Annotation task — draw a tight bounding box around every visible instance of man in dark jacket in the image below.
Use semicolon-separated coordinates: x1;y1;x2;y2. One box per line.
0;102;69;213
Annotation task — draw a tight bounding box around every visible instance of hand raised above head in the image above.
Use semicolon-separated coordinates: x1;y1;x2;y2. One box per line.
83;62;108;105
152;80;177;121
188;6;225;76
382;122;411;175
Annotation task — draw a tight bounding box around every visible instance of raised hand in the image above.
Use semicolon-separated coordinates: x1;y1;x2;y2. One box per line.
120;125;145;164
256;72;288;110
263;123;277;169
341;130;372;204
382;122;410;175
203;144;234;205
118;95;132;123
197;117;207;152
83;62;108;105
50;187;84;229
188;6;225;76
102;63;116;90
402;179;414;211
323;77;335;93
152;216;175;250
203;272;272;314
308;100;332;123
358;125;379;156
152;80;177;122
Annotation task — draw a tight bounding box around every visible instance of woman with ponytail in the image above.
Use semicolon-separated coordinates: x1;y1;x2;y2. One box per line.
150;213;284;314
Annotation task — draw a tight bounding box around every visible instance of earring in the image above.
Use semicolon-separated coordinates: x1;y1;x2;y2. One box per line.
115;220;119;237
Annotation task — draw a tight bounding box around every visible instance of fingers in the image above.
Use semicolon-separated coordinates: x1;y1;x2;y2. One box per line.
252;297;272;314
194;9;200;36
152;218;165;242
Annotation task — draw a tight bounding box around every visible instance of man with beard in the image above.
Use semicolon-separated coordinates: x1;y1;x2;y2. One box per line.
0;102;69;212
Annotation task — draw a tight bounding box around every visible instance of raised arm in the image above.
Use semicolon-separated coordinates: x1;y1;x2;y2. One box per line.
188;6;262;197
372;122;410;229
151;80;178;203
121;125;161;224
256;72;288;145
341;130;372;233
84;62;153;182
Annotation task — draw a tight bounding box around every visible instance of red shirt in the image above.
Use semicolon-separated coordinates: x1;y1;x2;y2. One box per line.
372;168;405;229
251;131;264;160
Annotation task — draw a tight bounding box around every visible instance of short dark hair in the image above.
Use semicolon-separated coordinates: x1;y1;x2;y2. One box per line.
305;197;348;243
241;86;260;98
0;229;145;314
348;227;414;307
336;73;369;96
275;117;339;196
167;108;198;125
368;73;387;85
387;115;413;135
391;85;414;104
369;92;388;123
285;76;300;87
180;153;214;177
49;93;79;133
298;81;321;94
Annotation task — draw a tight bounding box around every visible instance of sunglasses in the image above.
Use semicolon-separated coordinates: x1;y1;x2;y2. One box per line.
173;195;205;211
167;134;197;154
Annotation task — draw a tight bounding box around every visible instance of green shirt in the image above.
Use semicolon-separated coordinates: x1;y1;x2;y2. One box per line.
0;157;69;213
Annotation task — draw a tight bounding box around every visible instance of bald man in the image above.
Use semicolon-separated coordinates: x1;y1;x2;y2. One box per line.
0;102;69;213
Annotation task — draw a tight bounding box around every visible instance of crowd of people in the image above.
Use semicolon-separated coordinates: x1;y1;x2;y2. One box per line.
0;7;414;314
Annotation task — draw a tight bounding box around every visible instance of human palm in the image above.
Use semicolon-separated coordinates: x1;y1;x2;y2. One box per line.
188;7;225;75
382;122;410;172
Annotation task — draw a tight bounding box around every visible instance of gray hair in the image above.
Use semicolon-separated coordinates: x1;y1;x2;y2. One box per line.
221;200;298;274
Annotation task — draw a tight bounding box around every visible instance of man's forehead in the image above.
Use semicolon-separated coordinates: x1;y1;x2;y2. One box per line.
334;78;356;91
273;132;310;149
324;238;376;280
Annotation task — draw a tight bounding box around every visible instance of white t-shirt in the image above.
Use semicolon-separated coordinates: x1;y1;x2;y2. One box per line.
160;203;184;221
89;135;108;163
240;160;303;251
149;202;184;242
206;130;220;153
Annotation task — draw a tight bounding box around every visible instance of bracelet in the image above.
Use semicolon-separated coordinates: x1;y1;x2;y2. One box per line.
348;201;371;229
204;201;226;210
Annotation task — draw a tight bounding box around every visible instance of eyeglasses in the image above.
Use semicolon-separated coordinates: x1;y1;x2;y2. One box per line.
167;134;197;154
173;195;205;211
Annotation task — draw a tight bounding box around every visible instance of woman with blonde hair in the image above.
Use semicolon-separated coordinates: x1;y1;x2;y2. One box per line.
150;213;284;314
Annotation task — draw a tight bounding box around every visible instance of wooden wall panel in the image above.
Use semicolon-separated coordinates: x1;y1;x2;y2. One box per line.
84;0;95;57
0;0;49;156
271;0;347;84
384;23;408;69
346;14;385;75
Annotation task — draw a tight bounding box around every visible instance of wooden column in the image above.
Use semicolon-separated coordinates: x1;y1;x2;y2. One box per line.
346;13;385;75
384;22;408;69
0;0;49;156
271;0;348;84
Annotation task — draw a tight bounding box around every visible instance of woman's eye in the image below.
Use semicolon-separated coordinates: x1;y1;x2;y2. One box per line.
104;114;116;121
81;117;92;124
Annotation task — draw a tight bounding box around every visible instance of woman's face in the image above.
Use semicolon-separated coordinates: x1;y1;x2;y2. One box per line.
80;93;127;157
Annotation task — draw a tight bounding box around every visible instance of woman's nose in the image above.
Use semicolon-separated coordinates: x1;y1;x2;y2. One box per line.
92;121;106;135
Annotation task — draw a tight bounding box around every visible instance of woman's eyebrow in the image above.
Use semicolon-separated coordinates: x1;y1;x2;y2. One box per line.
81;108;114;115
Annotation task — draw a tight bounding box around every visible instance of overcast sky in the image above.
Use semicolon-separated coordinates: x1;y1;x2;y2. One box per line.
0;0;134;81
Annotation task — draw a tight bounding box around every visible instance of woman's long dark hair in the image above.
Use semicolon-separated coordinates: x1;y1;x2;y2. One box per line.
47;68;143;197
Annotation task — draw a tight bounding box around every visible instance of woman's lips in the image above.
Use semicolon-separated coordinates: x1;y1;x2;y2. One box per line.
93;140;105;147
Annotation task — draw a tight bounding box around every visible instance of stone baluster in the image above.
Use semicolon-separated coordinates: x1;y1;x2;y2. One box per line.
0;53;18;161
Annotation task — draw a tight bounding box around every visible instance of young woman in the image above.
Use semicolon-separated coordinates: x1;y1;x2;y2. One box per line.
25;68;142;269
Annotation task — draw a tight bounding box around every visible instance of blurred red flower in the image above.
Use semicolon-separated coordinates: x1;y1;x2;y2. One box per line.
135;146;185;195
________________
**INSTRUCTION**
Copy out all of the records above line for line, changing nothing.

**WRITTEN REPLY**
Annotation task — draw a tight bounding box around every visible instance of man in dark jacket in the image below.
Use semicolon-separated coordinates: x1;y1;x2;y2. One box per line.
0;102;69;213
Annotation task — draw a tight bounding box around every visible instance of hand raised above head in the image above.
Use semicolon-separated coordinates: x1;y1;x2;y2. One box per line.
83;62;108;105
152;80;177;121
188;6;225;76
382;122;411;175
Annotation task — draw a tight bounding box around every visible instance of raised hand in the image above.
Use semicolon-separated coordinates: x1;y1;x2;y2. One box per line.
120;125;145;164
256;72;288;110
263;123;277;169
341;130;372;204
382;122;410;175
203;144;234;205
118;95;132;123
197;117;207;152
83;62;108;105
50;187;84;229
188;6;225;76
102;63;116;90
402;179;414;211
323;77;335;93
152;216;175;250
203;272;272;314
308;100;332;123
358;125;379;156
152;80;177;122
Annotation task — draw a tight bounding box around every visible instance of woman with ponytail in the image above.
Use semicolon-separated coordinates: x1;y1;x2;y2. One box per line.
150;213;284;314
Annotation task — draw a tight bounding box around every visible instance of earring in the image above.
Use semicolon-separated coordinates: x1;y1;x2;y2. One box per line.
115;220;119;237
Annotation task — draw a tight bounding box around every visible instance of fingers in the image above.
Use semicolon-separated coordinates: x1;y1;x2;y2. One box per line.
252;297;272;314
194;9;200;36
152;218;165;242
Annotation task — draw a tight bounding box around every visible instance of man with beard in the image above.
Use semicolon-separated coordinates: x1;y1;x2;y2. One box per line.
0;102;69;212
Annotation task — draw a tight bounding box around every visible instance of raised arm in the image above.
Use semicolon-separated coordinates: x1;y1;x2;y2. One box per line.
188;6;262;197
372;122;410;229
151;80;178;203
121;125;161;224
256;72;288;145
341;130;372;233
84;62;153;182
Annotation task — draw a tight bounding box around every visible instance of red shirt in the image above.
Use semicolon-separated coordinates: x1;y1;x2;y2. One box per line.
372;168;405;229
251;131;264;160
Annotation task — draw a tight bounding box around every visible instance of short dark hair in the image above.
Use semicolon-separated coordinates: x1;y1;x2;y2. One box per line.
305;197;348;243
241;86;260;98
0;229;145;314
348;227;414;307
336;73;369;96
275;117;339;196
167;108;198;125
368;73;387;85
387;115;413;135
391;85;414;104
369;92;388;123
285;76;300;87
180;153;214;177
49;93;79;133
298;81;321;94
Annotation task — draw a tight bounding box around every visible instance of sunglasses in the image above.
Use semicolon-separated coordinates: x1;y1;x2;y2. One box per line.
173;195;205;211
167;134;197;154
Annotation task — draw a tight bounding box around every visible instance of green shirt in the image above.
Use semicolon-separated coordinates: x1;y1;x2;y2. One box per line.
0;157;69;213
Annotation task — draw a tight bounding box around every visible instance of bald man in the image above.
Use semicolon-separated coordinates: x1;y1;x2;y2. One box per line.
0;102;69;213
Annotation task — draw a tight bounding box around every visible instance of crowd of people in the image above.
Use semicolon-separated coordinates: x1;y1;x2;y2. One box per line.
0;7;414;314
Annotation task — draw a tight bounding box around every visible instance of human palm in the image above.
Use semicolon-separated coordinates: x1;y1;x2;y2. One box per line.
188;7;225;75
382;122;410;172
Annotation task — draw a tight bounding box around every visible instance of gray hair in the image above.
Use semicolon-separated coordinates: x1;y1;x2;y2. One box per line.
221;200;298;274
Annotation task — draw a tight bounding box around every visible instance of man's forehead in the image above.
Use semicolon-separated coordinates: x1;y1;x2;y2. One box per line.
334;78;356;91
273;132;310;149
324;238;376;280
Annotation task — draw a tight bounding box around every visible instance of white t-shirt in the image above.
Use semicolon-separated coordinates: x1;y1;x2;y2. One box per line.
160;203;184;221
89;135;108;163
240;160;303;251
149;202;184;242
206;130;220;153
Annotation task — draw a tight bounding box around every visible instance of bracelet in the image above.
Use semicolon-separated coordinates: x1;y1;x2;y2. One box per line.
348;201;371;229
204;201;226;210
Annotation task — draw a tight bounding box around every visible instance of eyeglasses in the image above.
Use semicolon-separated coordinates: x1;y1;x2;y2. One box per line.
167;134;197;154
173;195;205;211
Annotation task — draw a tight bounding box around every visible instance of woman with blonde hair in the image above.
Use semicolon-separated coordinates: x1;y1;x2;y2. One box per line.
150;213;284;314
Annotation task — draw a tight bounding box around every visible instance of wooden wall panel in the image above.
Use semicolon-separated coordinates: x1;y1;x2;y2. One box per line.
84;0;95;57
0;0;49;156
271;0;347;84
384;23;408;69
346;14;385;75
Annotation task — draw a tight bounding box around every visible instance of wooden column in the image above.
Use semicolon-separated coordinates: x1;y1;x2;y2. One box per line.
346;13;385;75
384;22;408;69
0;0;49;156
271;0;348;84
Annotation task — draw a tight bounding box around every visible instance of woman's eye in the image below.
Use semicolon-separated coordinates: x1;y1;x2;y2. One box per line.
104;114;116;121
81;117;92;124
Annotation task — draw a tight bounding box around every visible instance of woman's face in the image above.
Use semicolon-separated coordinates: x1;y1;x2;y2. One box per line.
80;93;127;157
Annotation task — draw a tight bounding box around every visible instance of woman's nose in the image above.
Use semicolon-separated coordinates: x1;y1;x2;y2. One box per line.
92;121;106;135
Annotation task — draw a tight bounding box around every visible instance of woman's eyebrow in the image above.
Use semicolon-separated coordinates: x1;y1;x2;y2. One box per line.
81;108;114;115
Annotation task — draw a tight bounding box around every visible instance of overcast sky in the image above.
Use semicolon-separated coordinates: x1;y1;x2;y2. One box per line.
0;0;134;81
Annotation task — draw a tight bounding box around every visible instance of woman's long dark hair in the image above.
Use semicolon-separated coordinates: x1;y1;x2;y2. One box per line.
47;68;143;197
Annotation task — draw a tight bounding box around every visible instance of woman's lips in the image above.
Use semicolon-separated coordinates: x1;y1;x2;y2. One box per line.
93;140;105;147
Annotation task — draw a tight bounding box around every visible instance of stone baluster in the image above.
Use semicolon-separated coordinates: x1;y1;x2;y2. One box per line.
0;53;18;161
Annotation task — draw a tight bounding box around every visible instance of young woman in the image above.
Use semicolon-separated coordinates: x1;y1;x2;y2. One box per line.
25;68;142;269
Annotation task — draw a tight bounding box around every visible instance of blurred red flower in the image above.
Use semicolon-separated coordinates: x1;y1;x2;y2. One box per line.
135;146;185;195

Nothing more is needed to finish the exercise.